__TASK ITEM__. Reproduce every one of the records below, substituting "coarse mask" for each occurrence of "rough mask" and leaving all other text unchanged.

__EXTRACTED RECORDS__.
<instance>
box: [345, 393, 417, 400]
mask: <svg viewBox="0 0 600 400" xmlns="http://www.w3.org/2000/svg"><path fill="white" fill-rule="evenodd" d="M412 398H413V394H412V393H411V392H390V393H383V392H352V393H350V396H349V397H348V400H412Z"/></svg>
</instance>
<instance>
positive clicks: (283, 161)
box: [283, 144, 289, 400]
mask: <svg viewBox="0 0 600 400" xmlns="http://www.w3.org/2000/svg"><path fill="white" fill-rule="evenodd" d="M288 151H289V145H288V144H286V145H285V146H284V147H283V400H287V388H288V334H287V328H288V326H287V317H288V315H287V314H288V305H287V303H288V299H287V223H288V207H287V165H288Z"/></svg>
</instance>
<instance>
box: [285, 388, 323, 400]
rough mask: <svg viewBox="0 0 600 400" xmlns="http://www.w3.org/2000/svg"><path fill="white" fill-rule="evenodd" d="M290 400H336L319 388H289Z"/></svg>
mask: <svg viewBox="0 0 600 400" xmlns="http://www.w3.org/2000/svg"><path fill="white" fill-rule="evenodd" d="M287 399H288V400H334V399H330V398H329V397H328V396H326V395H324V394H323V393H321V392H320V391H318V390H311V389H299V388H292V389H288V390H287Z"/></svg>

__RESPONSE TO THIS TASK__.
<instance>
box: [345, 393, 417, 400]
mask: <svg viewBox="0 0 600 400" xmlns="http://www.w3.org/2000/svg"><path fill="white" fill-rule="evenodd" d="M412 398H413V394H412V393H411V392H390V393H383V392H352V393H350V396H349V397H348V400H412Z"/></svg>
</instance>
<instance>
positive clicks: (283, 161)
box: [283, 144, 289, 400]
mask: <svg viewBox="0 0 600 400" xmlns="http://www.w3.org/2000/svg"><path fill="white" fill-rule="evenodd" d="M288 151H289V145H288V144H286V145H285V146H284V147H283V400H287V388H288V334H287V328H288V326H287V317H288V315H287V314H288V305H287V303H288V299H287V223H288V207H287V165H288Z"/></svg>
</instance>
<instance>
box: [285, 388, 323, 400]
coarse mask: <svg viewBox="0 0 600 400" xmlns="http://www.w3.org/2000/svg"><path fill="white" fill-rule="evenodd" d="M290 400H336L319 388H289Z"/></svg>
mask: <svg viewBox="0 0 600 400" xmlns="http://www.w3.org/2000/svg"><path fill="white" fill-rule="evenodd" d="M287 399H288V400H334V399H330V398H329V397H328V396H326V395H324V394H323V393H321V392H320V391H318V390H311V389H299V388H292V389H288V390H287Z"/></svg>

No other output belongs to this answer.